▶ _Exercise_: Repeat every line below exactly, word for word.
-- Begin The data --
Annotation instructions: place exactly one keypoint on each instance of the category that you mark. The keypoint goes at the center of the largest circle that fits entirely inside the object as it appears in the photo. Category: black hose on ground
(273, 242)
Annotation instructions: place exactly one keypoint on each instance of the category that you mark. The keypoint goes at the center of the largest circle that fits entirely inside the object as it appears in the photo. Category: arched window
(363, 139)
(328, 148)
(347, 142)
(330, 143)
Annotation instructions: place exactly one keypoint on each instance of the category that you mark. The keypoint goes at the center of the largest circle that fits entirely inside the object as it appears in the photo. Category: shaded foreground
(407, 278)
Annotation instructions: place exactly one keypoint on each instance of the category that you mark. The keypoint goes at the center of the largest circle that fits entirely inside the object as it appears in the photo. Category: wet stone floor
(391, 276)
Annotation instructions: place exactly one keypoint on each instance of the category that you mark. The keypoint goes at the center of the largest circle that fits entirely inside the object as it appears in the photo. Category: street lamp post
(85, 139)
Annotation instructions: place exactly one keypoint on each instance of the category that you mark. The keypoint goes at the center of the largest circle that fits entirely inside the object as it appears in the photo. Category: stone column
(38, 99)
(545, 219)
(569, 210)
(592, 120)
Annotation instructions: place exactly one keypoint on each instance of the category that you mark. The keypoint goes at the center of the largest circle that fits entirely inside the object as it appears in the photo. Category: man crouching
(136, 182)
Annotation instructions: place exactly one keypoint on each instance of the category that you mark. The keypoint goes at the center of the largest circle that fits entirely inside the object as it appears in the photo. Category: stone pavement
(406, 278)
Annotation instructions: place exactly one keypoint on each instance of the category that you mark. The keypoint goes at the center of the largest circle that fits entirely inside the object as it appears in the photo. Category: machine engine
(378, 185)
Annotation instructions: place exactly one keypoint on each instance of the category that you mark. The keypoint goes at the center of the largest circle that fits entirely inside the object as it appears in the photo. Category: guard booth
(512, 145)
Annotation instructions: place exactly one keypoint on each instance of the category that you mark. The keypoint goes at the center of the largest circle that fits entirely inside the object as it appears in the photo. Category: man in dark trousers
-- End The data --
▶ _Solution to the problem_:
Annotation instructions: place exactly one keypoint on each instance of the category that you mark. The keypoint goes at the center of the largest circle that fits entirely inside the object as it appears in the photo. Category: black hose on ground
(273, 242)
Annotation instructions: place exactly one keypoint on each instance of the category that you mark. The keypoint goes at the center of the largest circle that fits entirely inside the object as it appears in the photo. Category: arched window
(363, 139)
(328, 148)
(347, 142)
(330, 143)
Annotation instructions: place exactly one keypoint on each instance of the category that you mark. The keypoint goes at the center of the largest circle that fits entirely inside the object as it appears in the photo. Category: shaded foreground
(407, 278)
Annotation instructions: place exactly one keypoint on each instance of the category that you mark. The keypoint goes at the center of the largest circle that fits entirely inside the object as it appears in the photo. Category: wet stone floor
(391, 276)
Annotation instructions: place exactly one keypoint on each instance of the category that you mark. The keypoint goes at the center of the largest circle that fits entirely inside the object as it appears in the photo. Category: street lamp post
(85, 139)
Annotation instructions: place exactly one keypoint on each instance of the category that you mark. The keypoint goes at the center of the largest circle that fits entirely inside the object as it appears in the photo. Category: stone column
(38, 99)
(545, 219)
(569, 210)
(592, 120)
Annotation instructions: place exactly one keypoint on each instance of the category that you mark. The keypoint goes at the center of the largest circle that fits entirely inside the object as it appears in the photo. Category: man crouching
(136, 182)
Annotation instructions: place exactly one keypoint on each instance of the category that you mark. The keypoint goes at the center of the largest circle that fits entirely inside the object as it appears in the photo. Category: stone pavement
(406, 278)
Annotation instructions: place exactly one keypoint on each instance of the category that you mark. The keypoint goes at the center of the largest circle that fits entirely inside the object as it appears in the photo. Category: machine engine
(378, 185)
Annotation instructions: place exactly one keypoint on each instance of the category that you mark. The keypoint goes at the center of the largest circle that fits entirely inside the object as it appears in the photo. Category: guard booth
(512, 145)
Annotation instructions: place exactly one keypoint on each instance of the category that you mark. The keypoint goes at the center of the largest circle that fits entirely inside the object as it appears in the photo. Category: man in dark trousers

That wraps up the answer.